┌─ Exercise text

Today’s paper: Pyramidal Convolution by Duta et al.

This is the third paper of the new series Deep Learning Papers visualized and it’s about using convolutions in a pyramidal style to capture information of different magnifications from an image. The authors show how a pyramidal convolution can be constructed and apply it to several problems in the visual domain. What’s really interesting is that the number of parameters can be kept the same while performance tends to improve. You can find the original paper of Duta et al. on arxiv.

The idea of using convolutional neural networks (CNN) is a success story of biologically inspired ideas from the field of neuroscience which had a real impact in the machine learning world. The visual cortex has cells with small receptive fields which respond to only a restricted area of the visual field. Many of those cells with similar behavior are covering the entire visual field. Thus, the idea came up to reduce the parameters of a fully connected neural network to only a small kernel which is then slid over the entire image to do the same computation again and again.

With enough GPU compute power, Krizhevsky et al. won the ImageNet challenge in 2012 by a large margin with a deep CNN. This led to very high interest in the field in the following years and many think of this as the beginning of the “cambrian explosion” in deep learning.

Duta et al. note that many deep learning architectures nowadays use many CNN layers with sometimes different kernel sizes and some architectures also have several pathways combining the input image at different resolutions. However, so far, this is architected in network pathways, so the idea of the authors is to directly build a pyramidal multi-resolution analysis into the convolution operation. This is what they call Pyramidal Convolution and we will look at it in detail in this post.

└─

▶ **Exercises to complete**:
a: Decide whether each statement agrees with the post on pyramidal convolution, answering yes or no and quoting the words from the post that settle it: (i) The post is the third in a series called Deep Learning Papers visualized. (ii) Pyramidal Convolution requires a larger number of parameters. (iii) Krizhevsky et al. won the ImageNet challenge in 2012 with a shallow network.
b: Update the post on pyramidal convolution between "With enough GPU" and "in deep learning.", inclusive, writing that passage out again with "by a large margin" changed to "by a wide margin".

┌─ Information supplied

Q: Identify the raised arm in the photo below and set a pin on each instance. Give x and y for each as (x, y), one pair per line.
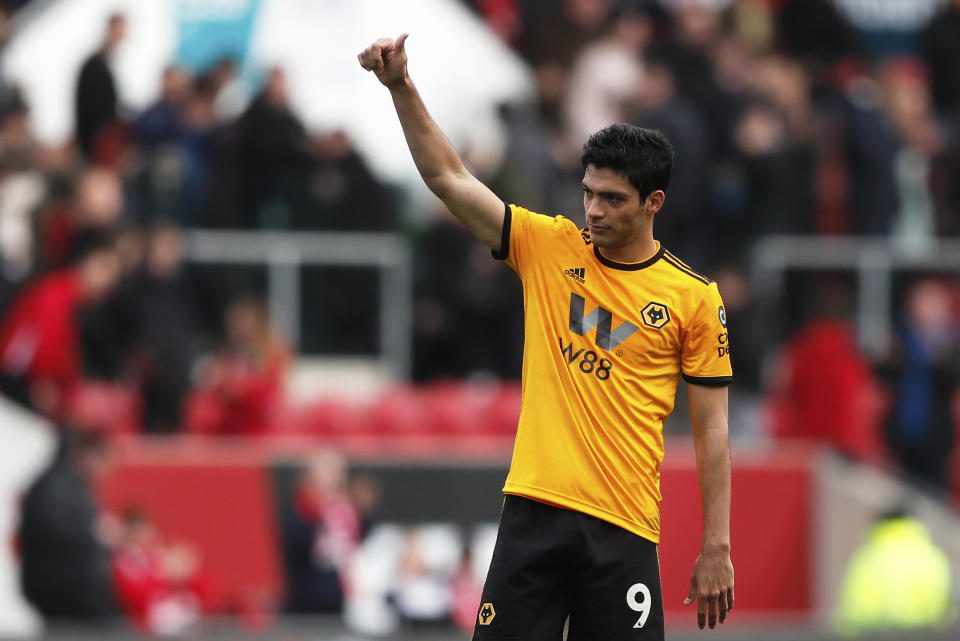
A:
(711, 584)
(467, 198)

└─

▶ **Per-task outputs**:
a:
(i) Yes: "This is the third paper of the new series Deep Learning Papers visualized"
(ii) No: "the number of parameters can be kept the same while performance tends to improve"
(iii) No: "won the ImageNet challenge in 2012 by a large margin with a deep CNN"

b:
With enough GPU compute power, Krizhevsky et al. won the ImageNet challenge in 2012 by a wide margin with a deep CNN. This led to very high interest in the field in the following years and many think of this as the beginning of the “cambrian explosion” in deep learning.